> _Extrait du texte_

=======

Ni complètement artisan, ni complètement artiste, ses céramiques gravées d’illustrations sont faites pour un usage quotidien : oubliez la céramique en mosaïque qui brille sur le perron chez les grands-mères, Agnès Monges présente des objets utilitaires finement gravés d’illustrations de scènes de la vie quotidienne. Une fille en culotte, un homme qui se déshabille, une chaussette qui tombe… Des images banales sur un pot de céramique en terre rouge classique, qui donne un tout franchement pas ordinaire.
Comment décide-t-on de tout plaquer pour devenir céramiste ?
Pendant 15 ans j’ai été historienne de l’architecture, un travail dans l’espace et le temps. La céramique m’a offert une autre temporalité, un temps long car elle demande une approche particulière du temps. La matière, la terre, est une matière extrêmement généreuse : tout le monde peut mettre ses mains dans la terre, bien qu’elle soit extrêmement exigeante à travailler par la suite. J’y suis arrivée par le besoin de faire aussi quelque chose d’ancré dans le réel et la matérialité. J’ai plongé les mains dans la céramique et je n’ai plus pu les enlever. Ça a été comme une évidence. J’ai eu cette envie, cette nécessité et ça m’a tout de suite happée. J’ai pris des cours, je me suis formée, et maintenant je me suis complètement reconvertie.
Vos céramiques sont illustrées. Quelle est votre approche du dessin avec un support aussi particulier que la terre ?
Pour moi, la terre est une surface narrative. Mes scènes de vie sont gravées dans la terre : j’aime l’incision, pas le dessin. J’ai eu envie de dessiner en même temps que j’ai commencé la céramique : c’est la terre qui m’a donnée envie d’inscrire le réel dans la terre – pas par le volume en la sculptant, mais en incisant le dessin. Je n’ai aucune envie d’utiliser un pinceau sur la terre ou sur une feuille : il faut que l’illustration fasse corps avec la terre, la matière.
Quand on fait pénétrer le dessin dans la terre, il y a un lien évident avec cette technique et la broderie. Mes dessins sont simples et simplifiés par goût. La terre est brute et rouge : elle est utilisée pour les objets extérieurs normalement. L’associer avec des dessins intimes qui relèvent de l’intérieur, de la vie personnelle et du corps, c’est une rencontre qui me plait.

=======

Entrées de données enregistrées
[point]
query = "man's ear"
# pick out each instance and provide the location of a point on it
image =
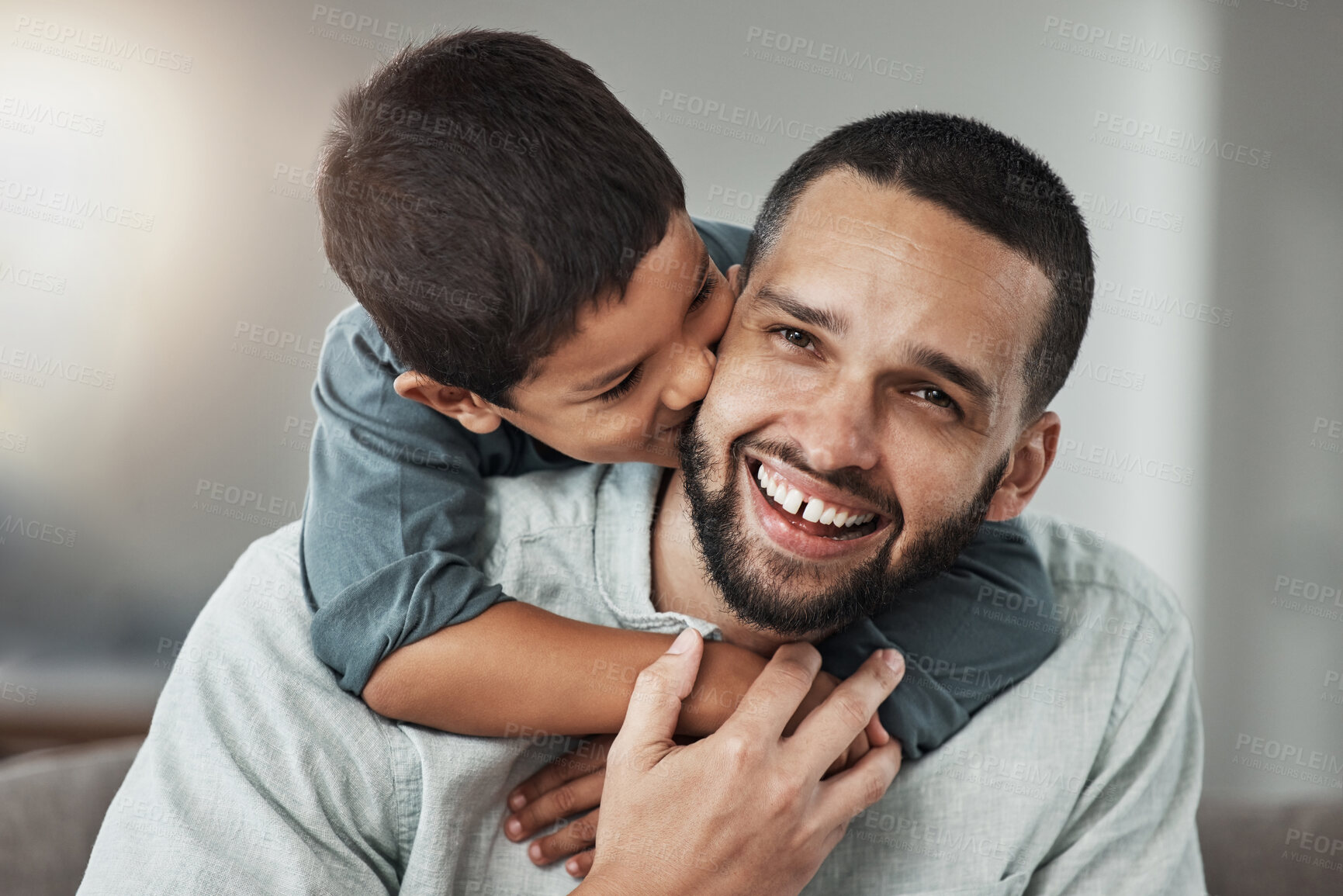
(733, 273)
(464, 406)
(1030, 460)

=======

> _Consigne écrite A_
D'après l'extrait sur la céramiste Agnès Monges, quel métier a-t-elle exercé pendant quinze ans avant de se tourner vers la céramique ?
> _Consigne écrite B_
Rédigez la suite de l'extrait consacré à la céramiste Agnès Monges en repartant de sa dernière phrase.

> _Corrigé de l'exercice A_
Elle a été historienne de l'architecture.

> _Corrigé de l'exercice B_
Vous avez un trait très simple, presque naïf pour vos illustrations, et vous les gravez toujours sur de la terre rouge. Pourquoi ?
Je veux de la terre rouge car si elle était blanche, la céramique serait comme une feuille de papier en volume. Ce qui m’intéresse c’est que la rugosité et la présence physique de la terre reste très forte et que le dessin lui soit plus léger, qu’il amène ailleurs. La brutalité et la simplicité de cette terre sont en concordance avec ce que je recherche : quelque chose sans vanité, sans orgueil. J’utilisais des couleurs dans mes illustrations au début, mais plus ça va plus je reste dans le blanc et noir. J’ai tendance à simplifier au maximum – ainsi un décalage se crée entre l’objet céramique et la typologie des dessins.
Vos illustrations sur la céramique montrent des scènes de vie : un homme qui enlève sa chemise, une femme qui s’habille… Pourquoi ces représentation “banales” ?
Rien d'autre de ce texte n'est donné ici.